Text shown
# 2006 Discovery Channel Team Colors



## johngfoster (Jan 14, 2005)

What do you think of the new 2006 DC team color scheme? Not sure I like it that much. Not a big fan of that color blue.

Here's the link: http://www.thepaceline.com/members/tech_item.aspx?cid=1843

Not sure but you may need a paceline membership to view this.


----------



## Fanaticbiking (Sep 14, 2005)

My question was why only go with the SL frame and not the old Madone with aero advantages.

I liked the way the regular Madones look.

Not that the SL isn't bad, but I remember Scott Daubert saying on the Science of LA that they were aero advantages of the seat tube flare.


----------



## chrislh (Oct 2, 2005)

i think the weight to aero isn't big enough. Like having that little extra part of the frame weighs to much.


----------



## cmatcan (Oct 6, 2005)

Data listing
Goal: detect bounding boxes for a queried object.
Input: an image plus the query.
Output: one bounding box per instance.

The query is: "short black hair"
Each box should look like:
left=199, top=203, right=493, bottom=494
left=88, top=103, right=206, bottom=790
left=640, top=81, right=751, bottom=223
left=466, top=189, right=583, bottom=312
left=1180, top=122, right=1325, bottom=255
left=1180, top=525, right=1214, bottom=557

Task list
- a) According to the team colors thread, who did Fanaticbiking remember speaking on the Science of LA about aero advantages of the seat tube flare?
- b) For each statement, say whether it agrees with the team colors thread, and quote the deciding words: (i) johngfoster is a big fan of the new blue color; (ii) Fanaticbiking liked the way the regular Madones look; (iii) chrislh posted on Oct 6, 2005.
- c) Copy the part of the team colors thread that opens with the words containing "# 2006 Discovery" and closes with "to view this.", renaming "DC" as "Discovery Channel".
The listing plays no part in this work.

Final answers
- a) Scott Daubert.

- b)
(i) No: "Not a big fan of that color blue."
(ii) Yes: "I liked the way the regular Madones look."
(iii) No: "chrislh (Oct 2, 2005)"

- c)
# 2006 Discovery Channel Team Colors



## johngfoster (Jan 14, 2005)

What do you think of the new 2006 Discovery Channel team color scheme? Not sure I like it that much. Not a big fan of that color blue.

Here's the link: http://www.thepaceline.com/members/tech_item.aspx?cid=1843

Not sure but you may need a paceline membership to view this.